*RECORDS SUPPLIED*:
start

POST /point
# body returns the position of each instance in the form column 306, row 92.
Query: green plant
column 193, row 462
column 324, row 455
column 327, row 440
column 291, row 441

end

*THE TASK*: Render every line of the records above as a JSON list of strings, one string per line and no blank lines.

*THE ANSWER*:
[
  "POST /point",
  "# body returns the position of each instance in the form column 306, row 92.",
  "Query: green plant",
  "column 193, row 462",
  "column 324, row 455",
  "column 327, row 440",
  "column 291, row 441"
]